Rewrite every line of the listing below as a numbered list, skipping any blank lines. Leave the pictures out of your answer.
* * * * * * *
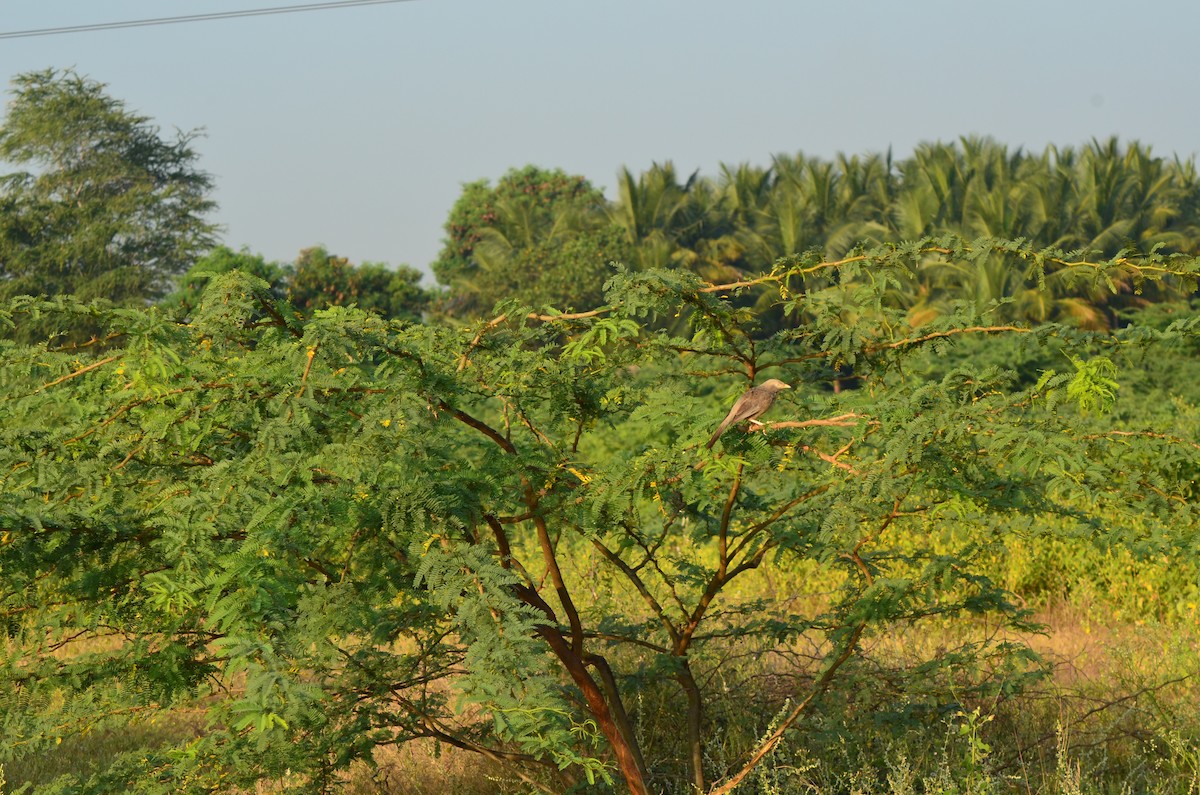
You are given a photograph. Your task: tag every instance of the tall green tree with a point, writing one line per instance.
(537, 235)
(318, 280)
(105, 207)
(335, 533)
* * * * * * *
--- Worked solution ---
1. You are given a photograph. Your task: tag every instance of the tall green tree with a point, writing one line per instance.
2. (537, 235)
3. (318, 280)
4. (105, 207)
5. (335, 533)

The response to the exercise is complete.